Like many designers, my primary methods of information collection up to this point were qualitative: heuristic and competitive analyses, interviews, and usability tests. Thanks to my team at Paperless, I have since expanded that repertoire and become more fluent in using data as a key part of my design process. I also owe this book and its authors, Designing with Data by Rochelle King, Elizabeth Churchill and Caitlin Tan, credit for giving me a foundation in this topic’s practice and terminology. I’ll be borrowing and referencing the book throughout this article.
At first I was skeptical of the process that our data and marketing departments outlined: endless A/B tests on relatively small tweaks seemed liked the most boring and ineffective way to improve our users’ experience. Thanks to King et al., I was eventually able to understand and articulate my concern with data driven design, and contrast it with data informed and data aware design.
Being data driven is to stay focused on one narrow path, focusing on pure optimizations and efficiencies along the way. Performance improvements and testing shades of blue might fall into this category.
Being data informed means you are not necessarily on one narrow path, and that you are working with input beyond quantitative data, such as experience or instinct. A/B testing different experiences or structured usability tests may fall in this category.

****************

## PROBLEM 1
Decide whether each statement agrees with the article on designing with data, answering yes or no and quoting the deciding words: (a) The author's earlier methods of collecting information included usability tests. (b) The author welcomed the process outlined by the data and marketing departments from the start. (c) Being data informed means relying solely on quantitative data.
## PROBLEM 2
Pick up the article on designing with data after its final sentence and extend it with further text.

## DATA EXTRACT
****************

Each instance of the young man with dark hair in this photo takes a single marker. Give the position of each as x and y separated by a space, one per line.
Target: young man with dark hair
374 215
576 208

****************

## OUTPUT 1
(a) Yes: "heuristic and competitive analyses, interviews, and usability tests."
(b) No: "At first I was skeptical of the process that our data and marketing departments outlined."
(c) No: "you are working with input beyond quantitative data, such as experience or instinct."

## OUTPUT 2
Being data aware means you understand the wide range, and limitations, of data collection and make decisions on which methodology is best on a problem by problem basis. A data aware team might find equal value in making decisions based on output from a stakeholder workshop, a series of user interviews, or statistically significant results from an A/B test.
OK, so why is this so important?
While many businesses promote themselves as being data driven, most designers are driven by instinct, collaboration, and qualitative research methods. So where do we fit in?
I still think a designer’s greatest asset can be their intuition and willingness to move from theory to practice. Data does not tell us what the problem is, nor how to solve it. However, it can help us expose problems, provide more information about them, and evaluate the effectiveness of solutions. Designers can use this additional information to evaluate problems from more angles, and then use the results to sharpen those instincts on how to solve them.
I particularly loved this quote, from Designing with Data. It speaks to the value of data and the importance of its integration with human instinct and decision-making:
One of the things we discovered is that increasing the number of things that you measure or improving the fidelity of your measurements often actually doesn’t result in certainty. It doesn’t actually result in something that is crisp as this one is better than that. It just reveals a deeper complexity that there are actually more things involved. Then it really becomes a balance. We still have to have an intuition. We still have to make a judgment about what’s important and what isn’t.
Jon Wiley, Director of Immersive Design at Google
Bringing it back to the 3-circle diagram above, I think it is critical for designers to champion a data-aware approach to problem solving. The ability to be a productive member of a data-informed team will also help designers to become respected business partners within an organization. While perhaps we don’t all need to be (nor should we be) completely data driven, the ability to speak fluently across a range of data gathering methods will help us communicate in a way that everyone can listen and respond to.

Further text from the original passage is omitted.